• **Lista de tarefas**
• 1. Indique, por favor, todas as pessoas que o acórdão identifica pelo nome ou pelas iniciais.
• 2. Escreva a continuação do acórdão a partir da última frase apresentada.

• **Excerto do texto**
_____
Acórdão nº 04P3182 de Supremo Tribunal de Justiça (Portugal), 11 de Novembro de 2004

Magistrado ResponsávelSIMAS SANTOS
Data da Resolução11 de Novembro de 2004
EmissorSupremo Tribunal de Justiça (Portugal)

Acordam no Supremo Tribunal de Justiça I 1.1.

O Tribunal Colectivo de Montemor-o-Novo (proc. nº 13.99.3GFMMN, 1º Juízo) julgou PMNM, com os sinais dos autos, pelo homicídio de JCLC, sob acusação do Ministério Público e das assistentes que deduziram igualmente pedido cível contra o arguido.

E, veio a: - Condenar o arguido, como autor material e na forma consumada de um crime de homicídio do art. 131.º do C. Penal, com a atenuação especial da provocação, na pena de 5 anos de prisão; - Julgar parcialmente procedente o pedido cível e condenar o arguido a pagar às requerentes 78.000 € a título de indemnização por danos patrimoniais e não patrimoniais, acrescida de juros moratórios à taxa legal, os danos patrimoniais, desde a data dos factos, 12-12-1999 e os danos não patrimoniais desde a data da decisão e até integral pagamento.
_____
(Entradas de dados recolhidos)
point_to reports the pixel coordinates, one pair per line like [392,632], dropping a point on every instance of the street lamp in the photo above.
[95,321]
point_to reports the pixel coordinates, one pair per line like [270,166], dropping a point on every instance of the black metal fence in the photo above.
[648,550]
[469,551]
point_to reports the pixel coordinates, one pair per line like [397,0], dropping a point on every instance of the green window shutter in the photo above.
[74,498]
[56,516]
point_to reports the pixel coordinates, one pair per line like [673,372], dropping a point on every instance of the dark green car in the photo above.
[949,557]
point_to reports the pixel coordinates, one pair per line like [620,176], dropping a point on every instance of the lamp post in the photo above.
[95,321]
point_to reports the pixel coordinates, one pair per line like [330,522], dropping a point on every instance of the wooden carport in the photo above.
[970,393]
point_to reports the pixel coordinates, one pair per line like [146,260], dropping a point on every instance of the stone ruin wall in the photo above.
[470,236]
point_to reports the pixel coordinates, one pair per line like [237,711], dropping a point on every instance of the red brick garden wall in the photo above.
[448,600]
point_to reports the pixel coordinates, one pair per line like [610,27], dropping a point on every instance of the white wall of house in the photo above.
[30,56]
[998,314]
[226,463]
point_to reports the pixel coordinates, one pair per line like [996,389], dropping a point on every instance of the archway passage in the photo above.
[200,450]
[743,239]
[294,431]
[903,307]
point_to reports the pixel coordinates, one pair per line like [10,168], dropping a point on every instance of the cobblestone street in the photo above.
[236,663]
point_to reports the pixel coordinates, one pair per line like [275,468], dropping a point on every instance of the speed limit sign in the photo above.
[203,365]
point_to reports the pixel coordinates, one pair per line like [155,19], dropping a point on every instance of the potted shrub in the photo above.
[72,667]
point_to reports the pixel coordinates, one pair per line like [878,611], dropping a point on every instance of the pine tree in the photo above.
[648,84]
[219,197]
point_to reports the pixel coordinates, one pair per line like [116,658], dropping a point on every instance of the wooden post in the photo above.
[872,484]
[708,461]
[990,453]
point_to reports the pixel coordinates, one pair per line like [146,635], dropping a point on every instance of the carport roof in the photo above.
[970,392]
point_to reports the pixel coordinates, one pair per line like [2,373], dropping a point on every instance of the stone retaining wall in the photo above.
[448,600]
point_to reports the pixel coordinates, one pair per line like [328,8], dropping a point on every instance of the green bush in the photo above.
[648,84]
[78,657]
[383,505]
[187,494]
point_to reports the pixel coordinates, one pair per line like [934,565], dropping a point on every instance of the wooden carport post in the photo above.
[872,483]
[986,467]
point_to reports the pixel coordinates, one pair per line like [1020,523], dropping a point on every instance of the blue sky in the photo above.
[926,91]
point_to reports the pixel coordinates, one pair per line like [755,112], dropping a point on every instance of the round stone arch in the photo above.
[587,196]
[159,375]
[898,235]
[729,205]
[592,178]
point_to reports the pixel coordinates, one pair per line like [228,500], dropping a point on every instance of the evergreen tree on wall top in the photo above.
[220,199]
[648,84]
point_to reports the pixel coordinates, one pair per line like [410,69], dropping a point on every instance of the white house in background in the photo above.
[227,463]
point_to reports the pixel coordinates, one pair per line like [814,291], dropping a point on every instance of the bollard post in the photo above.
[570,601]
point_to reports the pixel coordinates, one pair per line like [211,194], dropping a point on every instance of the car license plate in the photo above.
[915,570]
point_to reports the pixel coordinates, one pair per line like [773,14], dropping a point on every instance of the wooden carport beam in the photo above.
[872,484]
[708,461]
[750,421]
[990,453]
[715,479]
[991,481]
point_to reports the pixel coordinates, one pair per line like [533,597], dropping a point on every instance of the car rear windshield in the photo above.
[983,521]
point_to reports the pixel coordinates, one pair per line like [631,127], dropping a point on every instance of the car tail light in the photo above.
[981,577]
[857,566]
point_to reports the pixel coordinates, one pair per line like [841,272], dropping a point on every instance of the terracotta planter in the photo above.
_____
• **Respostas do exercício**
• 1. SIMAS SANTOS, PMNM, JCLC

• 2.
1.2.

Inconformados, recorreram para a Relação de Évora as assistentes, o arguido e o Ministério Público.

Esse Tribunal Superior veio a negar provimento ao recurso interposto pelo Ministério Público, conceder parcial provimento ao recurso interposto pelo arguido quanto à pena concreta aplicada que fixaram em 4 anos de prisão e ao recurso das assistentes quanto ao erro de cálculo do montante total indemnizatório, que rectificaram, condenando o arguido a pagar às requerentes a quantia global de 98.000 € a título de indemnização por danos patrimoniais e não patrimoniais, acrescida de juros moratórios à taxa legal, os danos patrimoniais, desde a data dos factos, 12-12-1999 e os danos não patrimoniais desde a data da decisão e até integral pagamento.

No mais foi mantida a decisão da primeira instância.

II Ainda inconformados, recorreram a este Supremo Tribunal de Justiça o Ministério Público, as assistentes e o arguido.

2.1. Recurso do Ministério Público 2.1.1.

O Ministério Público pede a revogação do acórdão recorrido no que respeita à medida concreta da pena e a condenação do o arguido pela prática de um crime de homicídio do art. 131. ° do C. Penal com a atenuação especial da provocação da al b) do n.° 2 do art. 72.° do mesmo diploma, na média entre os limites mínimo (1 ano, 7 meses e 2 dias) e máximo (10 anos e 8 meses) da moldura penal e nunca inferior a 5 anos de prisão.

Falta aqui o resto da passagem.